Building drivers for proprietary protocols can be expensive, and since each one is unique, it can only be used with the system for which it was developed. On the other hand, since proprietary drivers are developed for a specific system, they tend to be perfectly suited for use with that system and provide the full range of functionality available.

"Another benefit," said Tom Rule, product manager for Siemens Building Technologies (Buffalo Grove, IL), "is that most fire and life safety systems have proprietary protocols built into the panels. This means that external third-party devices are not required to translate information from the life safety system to the BAS."

Open protocols can be advantageous, because once they are developed, they can be used over and over for integrating multiple systems. Being able to reuse drivers offers significant cost saving to manufacturers who would otherwise have to build individual drivers for each system. However, there are some disadvantages as well.

For example, standard protocols sometimes don't support the unique functionality available with a particular system. Another problem is that manufacturers typically don't support the entire standard protocol. Manufacturers may select the parts of a protocol that are relevant to their systems, or sometimes support only a bare minimum of functionality, so they can claim to support the open protocol. In these situations, only a small amount of information or interoperability might be available.

Another concern with open protocols is that many vendors rely on third-party devices to translate their proprietary protocol to an open standard, which adds another level of complexity to commissioning and maintaining these interfaces.

Rick Focke, director of marketing for Tour Andover Controls (Andover, MA), noted that while proprietary fire alarm protocols are still very common today with each BAS manufacturer having to develop a unique software interface for every life safety system, standard protocols are beginning to have an impact. "BACnet introduced life safety objects and services in addendum C to the 2001 standard, and these changes are now rolled into the 2004 standard. There are also numerous OPC, LON, and Modbus implementations of fire/life safety functions. In fact, there are two BAS manufacturers that have received UL listings for smoke management based on the BACnet open standard."

An emerging trend is the use of a customer's Ethernet infrastructure to transmit data between systems. Although this can be an efficient use of existing resources, there are definitely questions about the reliability of the network and agency listings.

"Typical building networking devices (hubs, switches, and routers) are rarely listed for use with a fire alarm system and often don't have the secondary backup power required to ensure that the fire alarm system will continue to function during a power failure. To ensure reliability, separate sub-networks, dedicated for the fire alarm system are often required," Rule said.


Even taking into consideration cost and protocol issues, there are numerous benefits to integrating life safety and BAS. The most obvious benefit is providing interoperability between systems. As Rule noted, "When the life safety systems and BAS can communicate, inputs on one system can trigger reactions on another."

An example of this is a smoke control application, where the BAS controls the air-handling systems and can efficiently manage fan and damper systems based on inputs from the fire alarm system. Other applications include activation of lighting for safe egress, or using the automation system to trigger CCTV events that allow remote operators to view and capture live video data from an area of incident.

SUPPLIED RECORDS ▸
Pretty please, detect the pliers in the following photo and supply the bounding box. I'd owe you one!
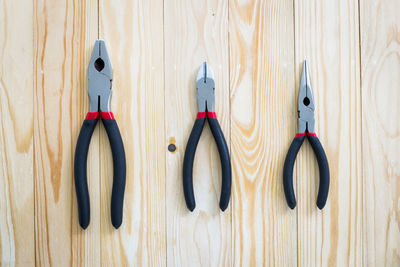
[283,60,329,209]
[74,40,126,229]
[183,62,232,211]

--

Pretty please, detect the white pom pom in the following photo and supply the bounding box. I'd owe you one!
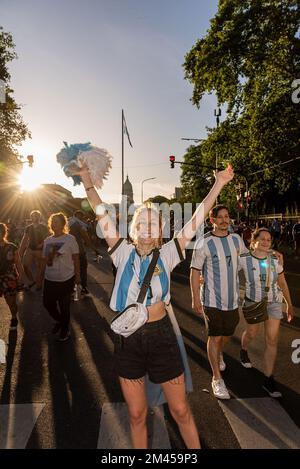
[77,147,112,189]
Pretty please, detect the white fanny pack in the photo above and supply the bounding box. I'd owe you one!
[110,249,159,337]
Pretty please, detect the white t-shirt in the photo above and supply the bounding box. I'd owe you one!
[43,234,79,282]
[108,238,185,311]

...

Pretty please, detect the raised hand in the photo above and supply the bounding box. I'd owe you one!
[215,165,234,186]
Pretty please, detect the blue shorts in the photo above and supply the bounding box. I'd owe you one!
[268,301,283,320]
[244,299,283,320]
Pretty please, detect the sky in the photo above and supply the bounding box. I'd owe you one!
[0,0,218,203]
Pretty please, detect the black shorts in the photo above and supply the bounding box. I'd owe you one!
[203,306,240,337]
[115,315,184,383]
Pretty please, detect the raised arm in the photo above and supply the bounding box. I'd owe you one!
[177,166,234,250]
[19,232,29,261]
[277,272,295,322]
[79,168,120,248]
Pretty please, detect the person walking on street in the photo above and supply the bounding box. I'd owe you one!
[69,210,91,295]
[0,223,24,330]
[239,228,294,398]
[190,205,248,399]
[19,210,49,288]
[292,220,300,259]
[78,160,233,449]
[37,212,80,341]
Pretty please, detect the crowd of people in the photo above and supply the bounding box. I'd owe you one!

STATED GOAL 1 ▸
According to the article on fire and building automation protocols, which addendum to the 2001 BACnet standard introduced life safety objects and services?
STATED GOAL 2 ▸
Rewrite the stretch from "Open protocols can" through "might be available." in the article on fire and building automation protocols, replacing "disadvantages" with "drawbacks".

WRITTEN REPLY 1 ▸
Addendum C.

WRITTEN REPLY 2 ▸
Open protocols can be advantageous, because once they are developed, they can be used over and over for integrating multiple systems. Being able to reuse drivers offers significant cost saving to manufacturers who would otherwise have to build individual drivers for each system. However, there are some drawbacks as well.

For example, standard protocols sometimes don't support the unique functionality available with a particular system. Another problem is that manufacturers typically don't support the entire standard protocol. Manufacturers may select the parts of a protocol that are relevant to their systems, or sometimes support only a bare minimum of functionality, so they can claim to support the open protocol. In these situations, only a small amount of information or interoperability might be available.